• What this task involves:
Go through the material and return every line that contains the string "pavement".

• Exercise material:

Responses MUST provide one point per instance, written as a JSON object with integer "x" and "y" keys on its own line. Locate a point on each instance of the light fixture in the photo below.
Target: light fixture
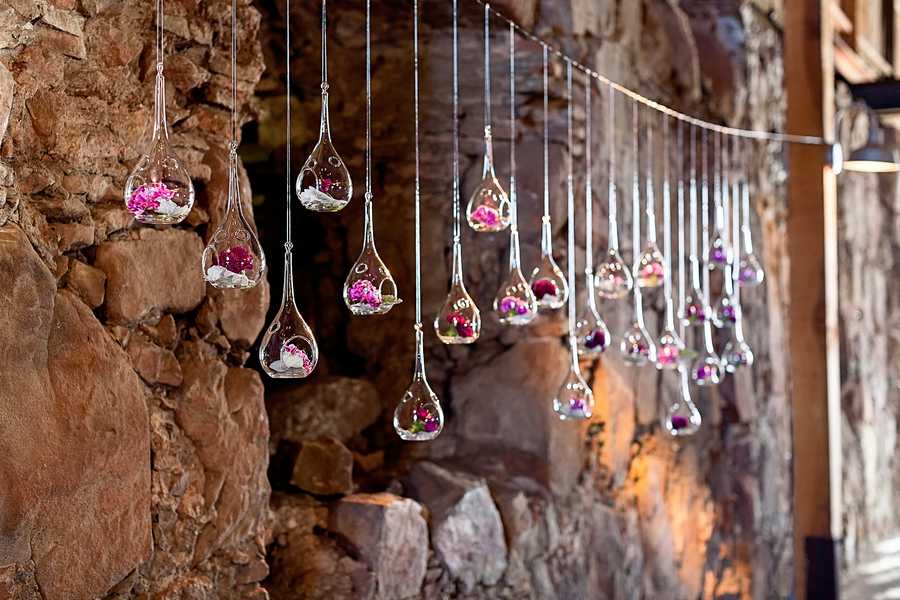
{"x": 874, "y": 157}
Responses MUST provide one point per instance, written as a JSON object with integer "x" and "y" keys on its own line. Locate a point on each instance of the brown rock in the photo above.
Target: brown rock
{"x": 340, "y": 407}
{"x": 87, "y": 282}
{"x": 154, "y": 364}
{"x": 323, "y": 467}
{"x": 158, "y": 271}
{"x": 390, "y": 535}
{"x": 74, "y": 471}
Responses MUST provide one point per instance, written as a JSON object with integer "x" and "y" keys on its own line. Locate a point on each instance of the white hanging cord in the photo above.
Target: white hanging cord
{"x": 288, "y": 245}
{"x": 706, "y": 125}
{"x": 418, "y": 180}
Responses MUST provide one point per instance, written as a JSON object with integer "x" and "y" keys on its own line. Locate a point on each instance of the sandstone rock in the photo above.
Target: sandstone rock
{"x": 323, "y": 467}
{"x": 154, "y": 364}
{"x": 74, "y": 474}
{"x": 337, "y": 406}
{"x": 390, "y": 535}
{"x": 87, "y": 283}
{"x": 466, "y": 528}
{"x": 158, "y": 271}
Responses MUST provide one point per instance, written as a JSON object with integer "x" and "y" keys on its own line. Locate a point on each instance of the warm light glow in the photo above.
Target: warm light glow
{"x": 871, "y": 166}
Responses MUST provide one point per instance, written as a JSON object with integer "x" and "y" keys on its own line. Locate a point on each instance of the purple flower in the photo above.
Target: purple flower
{"x": 237, "y": 259}
{"x": 146, "y": 197}
{"x": 544, "y": 288}
{"x": 364, "y": 292}
{"x": 487, "y": 216}
{"x": 463, "y": 326}
{"x": 595, "y": 339}
{"x": 680, "y": 422}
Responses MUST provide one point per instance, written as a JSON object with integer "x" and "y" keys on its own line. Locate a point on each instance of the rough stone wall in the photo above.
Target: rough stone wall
{"x": 133, "y": 455}
{"x": 868, "y": 206}
{"x": 518, "y": 504}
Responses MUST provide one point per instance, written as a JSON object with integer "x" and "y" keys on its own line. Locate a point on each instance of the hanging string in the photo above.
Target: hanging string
{"x": 418, "y": 179}
{"x": 233, "y": 71}
{"x": 324, "y": 51}
{"x": 570, "y": 196}
{"x": 514, "y": 217}
{"x": 706, "y": 125}
{"x": 487, "y": 68}
{"x": 681, "y": 278}
{"x": 456, "y": 209}
{"x": 288, "y": 245}
{"x": 369, "y": 100}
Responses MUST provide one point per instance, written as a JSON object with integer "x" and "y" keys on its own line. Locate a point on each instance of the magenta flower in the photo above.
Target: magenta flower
{"x": 236, "y": 259}
{"x": 487, "y": 216}
{"x": 364, "y": 292}
{"x": 544, "y": 288}
{"x": 147, "y": 197}
{"x": 462, "y": 325}
{"x": 680, "y": 422}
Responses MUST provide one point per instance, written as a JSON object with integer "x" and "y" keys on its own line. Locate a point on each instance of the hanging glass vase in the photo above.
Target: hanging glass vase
{"x": 682, "y": 418}
{"x": 233, "y": 259}
{"x": 459, "y": 320}
{"x": 637, "y": 347}
{"x": 574, "y": 400}
{"x": 591, "y": 332}
{"x": 419, "y": 417}
{"x": 288, "y": 349}
{"x": 488, "y": 208}
{"x": 547, "y": 281}
{"x": 159, "y": 190}
{"x": 324, "y": 183}
{"x": 515, "y": 303}
{"x": 369, "y": 288}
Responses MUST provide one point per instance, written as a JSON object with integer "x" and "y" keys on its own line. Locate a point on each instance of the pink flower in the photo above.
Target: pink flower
{"x": 364, "y": 292}
{"x": 146, "y": 197}
{"x": 487, "y": 216}
{"x": 237, "y": 259}
{"x": 463, "y": 326}
{"x": 544, "y": 288}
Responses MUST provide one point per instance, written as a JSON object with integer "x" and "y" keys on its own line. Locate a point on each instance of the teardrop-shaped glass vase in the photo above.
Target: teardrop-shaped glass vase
{"x": 547, "y": 280}
{"x": 459, "y": 320}
{"x": 288, "y": 349}
{"x": 369, "y": 288}
{"x": 233, "y": 259}
{"x": 737, "y": 354}
{"x": 751, "y": 272}
{"x": 591, "y": 332}
{"x": 324, "y": 183}
{"x": 637, "y": 347}
{"x": 515, "y": 303}
{"x": 650, "y": 271}
{"x": 488, "y": 209}
{"x": 724, "y": 313}
{"x": 574, "y": 400}
{"x": 707, "y": 368}
{"x": 419, "y": 417}
{"x": 683, "y": 419}
{"x": 159, "y": 190}
{"x": 613, "y": 279}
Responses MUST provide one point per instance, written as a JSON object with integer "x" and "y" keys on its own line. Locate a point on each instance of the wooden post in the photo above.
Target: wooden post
{"x": 814, "y": 334}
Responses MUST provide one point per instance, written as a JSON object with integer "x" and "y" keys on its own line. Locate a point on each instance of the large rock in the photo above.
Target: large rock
{"x": 74, "y": 441}
{"x": 158, "y": 271}
{"x": 390, "y": 536}
{"x": 339, "y": 407}
{"x": 466, "y": 528}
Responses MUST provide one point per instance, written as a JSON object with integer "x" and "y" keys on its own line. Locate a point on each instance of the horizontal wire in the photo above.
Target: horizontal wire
{"x": 745, "y": 133}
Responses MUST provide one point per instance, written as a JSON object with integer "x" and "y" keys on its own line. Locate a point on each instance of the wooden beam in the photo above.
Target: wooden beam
{"x": 814, "y": 352}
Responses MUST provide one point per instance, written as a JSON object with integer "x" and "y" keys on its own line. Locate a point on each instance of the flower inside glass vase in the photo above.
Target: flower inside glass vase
{"x": 229, "y": 268}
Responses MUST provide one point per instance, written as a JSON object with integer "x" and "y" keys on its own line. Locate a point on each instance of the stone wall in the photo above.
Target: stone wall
{"x": 133, "y": 455}
{"x": 517, "y": 504}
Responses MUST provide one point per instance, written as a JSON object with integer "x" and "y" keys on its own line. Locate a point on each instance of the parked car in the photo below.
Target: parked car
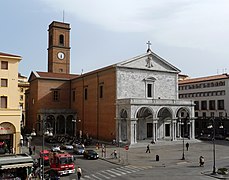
{"x": 66, "y": 147}
{"x": 78, "y": 149}
{"x": 55, "y": 148}
{"x": 51, "y": 174}
{"x": 206, "y": 137}
{"x": 219, "y": 136}
{"x": 90, "y": 154}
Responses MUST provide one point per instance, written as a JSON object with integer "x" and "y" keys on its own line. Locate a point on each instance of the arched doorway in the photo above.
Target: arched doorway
{"x": 164, "y": 123}
{"x": 144, "y": 123}
{"x": 123, "y": 116}
{"x": 70, "y": 125}
{"x": 183, "y": 116}
{"x": 60, "y": 125}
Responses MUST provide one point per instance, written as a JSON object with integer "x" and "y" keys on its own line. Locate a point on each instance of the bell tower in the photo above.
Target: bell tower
{"x": 59, "y": 48}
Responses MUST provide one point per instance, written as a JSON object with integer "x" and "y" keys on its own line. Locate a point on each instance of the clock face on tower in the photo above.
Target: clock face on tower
{"x": 60, "y": 55}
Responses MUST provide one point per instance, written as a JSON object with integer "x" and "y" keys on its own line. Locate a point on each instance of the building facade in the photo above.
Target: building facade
{"x": 210, "y": 95}
{"x": 129, "y": 101}
{"x": 10, "y": 113}
{"x": 23, "y": 85}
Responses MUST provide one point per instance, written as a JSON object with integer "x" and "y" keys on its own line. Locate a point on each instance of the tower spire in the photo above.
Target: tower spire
{"x": 148, "y": 44}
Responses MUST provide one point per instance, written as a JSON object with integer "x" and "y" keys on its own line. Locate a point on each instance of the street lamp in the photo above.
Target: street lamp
{"x": 182, "y": 122}
{"x": 74, "y": 127}
{"x": 48, "y": 132}
{"x": 212, "y": 126}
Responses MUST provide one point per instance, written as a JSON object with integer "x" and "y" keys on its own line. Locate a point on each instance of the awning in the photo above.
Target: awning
{"x": 13, "y": 166}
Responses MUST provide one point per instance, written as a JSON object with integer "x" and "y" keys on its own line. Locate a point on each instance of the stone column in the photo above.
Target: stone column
{"x": 192, "y": 129}
{"x": 133, "y": 131}
{"x": 155, "y": 130}
{"x": 174, "y": 130}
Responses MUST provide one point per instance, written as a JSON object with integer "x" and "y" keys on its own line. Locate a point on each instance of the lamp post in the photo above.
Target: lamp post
{"x": 212, "y": 126}
{"x": 182, "y": 120}
{"x": 45, "y": 131}
{"x": 74, "y": 127}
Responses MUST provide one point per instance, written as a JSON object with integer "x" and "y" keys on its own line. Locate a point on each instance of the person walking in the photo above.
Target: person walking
{"x": 79, "y": 172}
{"x": 187, "y": 146}
{"x": 30, "y": 150}
{"x": 115, "y": 154}
{"x": 147, "y": 148}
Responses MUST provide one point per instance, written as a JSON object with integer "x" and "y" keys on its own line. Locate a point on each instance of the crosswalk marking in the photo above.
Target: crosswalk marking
{"x": 103, "y": 175}
{"x": 108, "y": 173}
{"x": 123, "y": 170}
{"x": 95, "y": 177}
{"x": 115, "y": 172}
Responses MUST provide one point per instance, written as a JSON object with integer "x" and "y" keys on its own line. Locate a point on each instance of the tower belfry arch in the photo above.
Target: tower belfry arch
{"x": 59, "y": 48}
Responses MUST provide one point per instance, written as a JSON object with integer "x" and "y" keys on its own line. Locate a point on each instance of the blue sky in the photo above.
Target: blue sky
{"x": 190, "y": 34}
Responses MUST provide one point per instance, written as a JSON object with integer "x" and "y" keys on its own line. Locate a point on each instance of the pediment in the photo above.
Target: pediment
{"x": 148, "y": 61}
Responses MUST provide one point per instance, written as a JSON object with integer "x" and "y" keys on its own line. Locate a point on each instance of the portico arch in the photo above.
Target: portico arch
{"x": 61, "y": 125}
{"x": 144, "y": 123}
{"x": 165, "y": 124}
{"x": 123, "y": 116}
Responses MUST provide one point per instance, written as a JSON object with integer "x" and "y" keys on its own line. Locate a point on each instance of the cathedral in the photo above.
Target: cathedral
{"x": 129, "y": 101}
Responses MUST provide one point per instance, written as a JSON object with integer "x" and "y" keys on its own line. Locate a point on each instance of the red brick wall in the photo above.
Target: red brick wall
{"x": 97, "y": 114}
{"x": 41, "y": 97}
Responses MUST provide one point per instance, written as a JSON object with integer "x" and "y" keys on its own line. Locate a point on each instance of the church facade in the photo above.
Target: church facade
{"x": 130, "y": 101}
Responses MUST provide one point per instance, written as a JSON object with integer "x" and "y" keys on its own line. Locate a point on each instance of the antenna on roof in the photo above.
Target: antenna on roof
{"x": 63, "y": 15}
{"x": 149, "y": 44}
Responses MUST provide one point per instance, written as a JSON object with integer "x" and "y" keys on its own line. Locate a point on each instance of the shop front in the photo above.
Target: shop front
{"x": 15, "y": 166}
{"x": 9, "y": 138}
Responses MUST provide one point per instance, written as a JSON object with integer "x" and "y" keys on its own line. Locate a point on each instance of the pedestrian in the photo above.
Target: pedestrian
{"x": 201, "y": 160}
{"x": 30, "y": 150}
{"x": 187, "y": 146}
{"x": 79, "y": 172}
{"x": 115, "y": 154}
{"x": 147, "y": 149}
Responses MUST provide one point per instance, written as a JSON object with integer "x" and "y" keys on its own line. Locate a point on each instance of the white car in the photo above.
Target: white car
{"x": 66, "y": 146}
{"x": 55, "y": 148}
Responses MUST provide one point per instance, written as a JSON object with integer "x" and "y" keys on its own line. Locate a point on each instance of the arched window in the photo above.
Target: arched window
{"x": 61, "y": 39}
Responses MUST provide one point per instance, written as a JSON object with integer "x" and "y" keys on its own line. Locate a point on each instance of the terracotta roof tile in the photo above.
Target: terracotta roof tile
{"x": 56, "y": 75}
{"x": 202, "y": 79}
{"x": 5, "y": 54}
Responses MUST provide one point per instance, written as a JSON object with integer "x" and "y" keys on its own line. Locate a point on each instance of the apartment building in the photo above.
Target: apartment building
{"x": 211, "y": 98}
{"x": 23, "y": 85}
{"x": 10, "y": 113}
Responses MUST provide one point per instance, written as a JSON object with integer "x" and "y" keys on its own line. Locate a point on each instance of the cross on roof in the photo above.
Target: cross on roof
{"x": 149, "y": 44}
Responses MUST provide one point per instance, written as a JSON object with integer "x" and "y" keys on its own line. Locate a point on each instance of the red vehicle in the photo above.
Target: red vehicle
{"x": 45, "y": 155}
{"x": 62, "y": 162}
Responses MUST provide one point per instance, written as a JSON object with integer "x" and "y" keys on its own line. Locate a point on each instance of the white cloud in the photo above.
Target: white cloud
{"x": 186, "y": 23}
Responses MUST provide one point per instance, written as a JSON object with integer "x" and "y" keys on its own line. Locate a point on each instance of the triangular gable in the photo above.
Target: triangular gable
{"x": 33, "y": 76}
{"x": 149, "y": 61}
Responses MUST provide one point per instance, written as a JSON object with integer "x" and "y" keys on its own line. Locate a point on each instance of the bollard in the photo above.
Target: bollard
{"x": 157, "y": 157}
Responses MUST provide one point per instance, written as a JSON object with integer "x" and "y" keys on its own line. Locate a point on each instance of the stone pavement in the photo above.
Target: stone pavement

• Reply to the exercise:
Responses MUST provide one point per instance, written as a JSON object with integer "x" and "y" keys on its own line. Locate a point on each instance of the stone pavement in the photo above.
Target: stone pavement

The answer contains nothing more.